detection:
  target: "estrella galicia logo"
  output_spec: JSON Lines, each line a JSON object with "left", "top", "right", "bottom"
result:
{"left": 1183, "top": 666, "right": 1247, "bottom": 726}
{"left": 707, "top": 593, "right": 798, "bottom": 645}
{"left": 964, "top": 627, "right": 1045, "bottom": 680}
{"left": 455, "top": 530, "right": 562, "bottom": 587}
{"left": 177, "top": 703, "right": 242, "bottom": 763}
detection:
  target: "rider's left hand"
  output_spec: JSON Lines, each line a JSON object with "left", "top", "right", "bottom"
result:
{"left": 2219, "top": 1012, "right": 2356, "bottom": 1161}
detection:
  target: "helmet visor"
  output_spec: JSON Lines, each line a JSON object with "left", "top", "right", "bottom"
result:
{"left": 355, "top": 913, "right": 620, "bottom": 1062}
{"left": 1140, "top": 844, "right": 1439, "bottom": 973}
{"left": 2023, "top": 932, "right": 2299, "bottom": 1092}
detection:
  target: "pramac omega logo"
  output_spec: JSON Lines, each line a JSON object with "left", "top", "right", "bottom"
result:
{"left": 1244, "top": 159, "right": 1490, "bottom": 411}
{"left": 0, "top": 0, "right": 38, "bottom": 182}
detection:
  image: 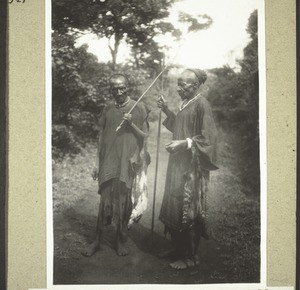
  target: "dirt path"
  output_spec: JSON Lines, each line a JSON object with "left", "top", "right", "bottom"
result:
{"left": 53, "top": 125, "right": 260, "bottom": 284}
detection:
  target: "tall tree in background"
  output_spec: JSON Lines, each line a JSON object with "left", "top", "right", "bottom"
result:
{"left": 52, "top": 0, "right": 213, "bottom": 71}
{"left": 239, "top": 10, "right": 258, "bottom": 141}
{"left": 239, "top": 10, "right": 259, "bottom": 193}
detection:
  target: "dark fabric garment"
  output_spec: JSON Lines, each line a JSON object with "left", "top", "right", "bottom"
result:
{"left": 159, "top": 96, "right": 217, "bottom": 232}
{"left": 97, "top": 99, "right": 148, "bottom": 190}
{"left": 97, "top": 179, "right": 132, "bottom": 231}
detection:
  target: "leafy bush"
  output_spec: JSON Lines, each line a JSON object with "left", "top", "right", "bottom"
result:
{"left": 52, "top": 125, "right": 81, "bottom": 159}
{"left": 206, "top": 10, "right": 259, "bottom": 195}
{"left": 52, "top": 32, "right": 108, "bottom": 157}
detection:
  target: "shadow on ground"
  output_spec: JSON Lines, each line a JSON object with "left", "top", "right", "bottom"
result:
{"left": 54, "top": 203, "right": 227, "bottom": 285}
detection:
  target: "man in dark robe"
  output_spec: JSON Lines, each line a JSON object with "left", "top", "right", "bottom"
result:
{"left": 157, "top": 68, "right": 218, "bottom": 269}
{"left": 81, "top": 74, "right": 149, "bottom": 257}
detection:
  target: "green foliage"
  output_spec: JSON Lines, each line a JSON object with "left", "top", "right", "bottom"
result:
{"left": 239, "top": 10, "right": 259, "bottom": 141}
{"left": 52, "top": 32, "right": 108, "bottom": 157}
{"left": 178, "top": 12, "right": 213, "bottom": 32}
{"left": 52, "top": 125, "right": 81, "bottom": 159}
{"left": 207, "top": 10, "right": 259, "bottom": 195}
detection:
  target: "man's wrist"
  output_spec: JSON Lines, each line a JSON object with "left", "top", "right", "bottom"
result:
______
▶ [Assigned task]:
You need to copy every entry exactly, taking out only the pictures.

▶ [Answer for this exercise]:
detection:
  target: "estrella galicia logo"
  output_spec: JSON Lines, each line a JSON object with "left", "top", "right", "bottom"
result:
{"left": 1183, "top": 666, "right": 1247, "bottom": 726}
{"left": 707, "top": 593, "right": 798, "bottom": 645}
{"left": 964, "top": 627, "right": 1045, "bottom": 680}
{"left": 455, "top": 530, "right": 562, "bottom": 587}
{"left": 177, "top": 703, "right": 242, "bottom": 763}
detection:
  target: "rider's left hand"
  output_spec: JSON Lines, each line a JSON object with "left", "top", "right", "bottom"
result:
{"left": 2219, "top": 1012, "right": 2356, "bottom": 1161}
detection:
  target: "helmet visor"
  output_spec: JSON Lines, each line a JSON object with "left", "top", "right", "bottom"
result:
{"left": 355, "top": 913, "right": 620, "bottom": 1062}
{"left": 1140, "top": 844, "right": 1439, "bottom": 973}
{"left": 2023, "top": 932, "right": 2299, "bottom": 1092}
detection:
  target: "pramac omega logo"
  output_spec: JSON Lines, each line a JSON object with "left", "top", "right", "bottom"
result:
{"left": 1244, "top": 159, "right": 1490, "bottom": 411}
{"left": 0, "top": 0, "right": 38, "bottom": 182}
detection:
  image: 
  target: "dirt path"
  output_spec: JSON Lines, each line a JSON object with "left", "top", "right", "bottom"
result:
{"left": 53, "top": 125, "right": 260, "bottom": 284}
detection:
  target: "tall tree in background"
  output_spec: JSON Lines, each line a JSON object with "left", "top", "right", "bottom"
result:
{"left": 52, "top": 0, "right": 213, "bottom": 71}
{"left": 239, "top": 10, "right": 258, "bottom": 141}
{"left": 239, "top": 10, "right": 259, "bottom": 193}
detection:
  target: "dark fabric garment"
  output_spec: JSON Lines, each line a JSON object with "left", "top", "right", "bottom"
result:
{"left": 159, "top": 96, "right": 217, "bottom": 232}
{"left": 97, "top": 99, "right": 148, "bottom": 190}
{"left": 97, "top": 179, "right": 132, "bottom": 231}
detection:
  target: "leafy bush"
  output_spec: JSON Lines, each line a JSON object with "left", "top", "right", "bottom"
result:
{"left": 52, "top": 125, "right": 81, "bottom": 159}
{"left": 206, "top": 10, "right": 259, "bottom": 195}
{"left": 52, "top": 32, "right": 108, "bottom": 157}
detection:
  target: "shadow on ground"
  output_spec: JSON Lines, each line a JSON object with "left", "top", "right", "bottom"
result:
{"left": 54, "top": 203, "right": 227, "bottom": 285}
detection:
  target: "man in dark robe"
  output_spec: JSON Lines, each line a JSON object with "left", "top", "right", "bottom"
result:
{"left": 157, "top": 68, "right": 218, "bottom": 269}
{"left": 81, "top": 74, "right": 149, "bottom": 257}
detection:
  target: "green foliage"
  output_spec: JSON Lines, each line a JSON object with "left", "top", "right", "bottom"
result:
{"left": 239, "top": 10, "right": 259, "bottom": 141}
{"left": 52, "top": 32, "right": 108, "bottom": 157}
{"left": 178, "top": 12, "right": 213, "bottom": 32}
{"left": 52, "top": 125, "right": 81, "bottom": 159}
{"left": 207, "top": 10, "right": 259, "bottom": 195}
detection:
  target: "man's wrist"
  output_spec: JSON Lines, each line a JSON object with "left", "top", "right", "bottom"
result:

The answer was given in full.